What to do: Rewrite every entry below, changing "white football helmet" to "silver football helmet" and keeping everything else the same. Omit the pictures from your version.

Dataset entries on object locations:
·····

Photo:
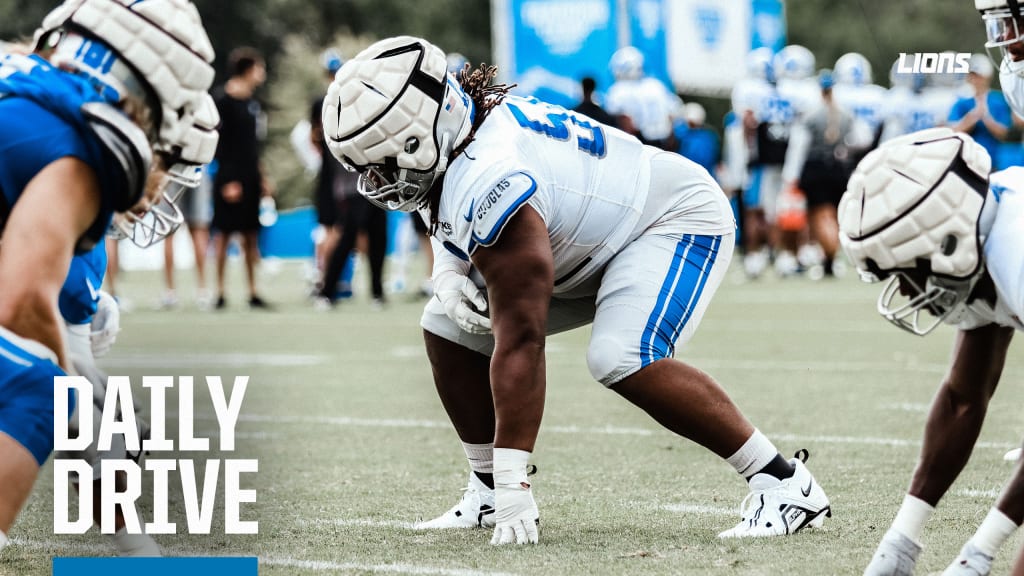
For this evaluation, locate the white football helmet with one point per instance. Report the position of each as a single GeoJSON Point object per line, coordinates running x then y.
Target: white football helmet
{"type": "Point", "coordinates": [853, 69]}
{"type": "Point", "coordinates": [394, 115]}
{"type": "Point", "coordinates": [1003, 29]}
{"type": "Point", "coordinates": [158, 49]}
{"type": "Point", "coordinates": [760, 64]}
{"type": "Point", "coordinates": [794, 63]}
{"type": "Point", "coordinates": [627, 64]}
{"type": "Point", "coordinates": [910, 213]}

·····

Task answer:
Photo:
For this evaluation, locate the silver football helmet with one point per instance. Report the position of each as a single GeoJSON Point object per line, coordinates running x then y.
Target: silver football helmet
{"type": "Point", "coordinates": [853, 69]}
{"type": "Point", "coordinates": [394, 115]}
{"type": "Point", "coordinates": [1003, 29]}
{"type": "Point", "coordinates": [158, 49]}
{"type": "Point", "coordinates": [760, 64]}
{"type": "Point", "coordinates": [794, 63]}
{"type": "Point", "coordinates": [627, 64]}
{"type": "Point", "coordinates": [910, 213]}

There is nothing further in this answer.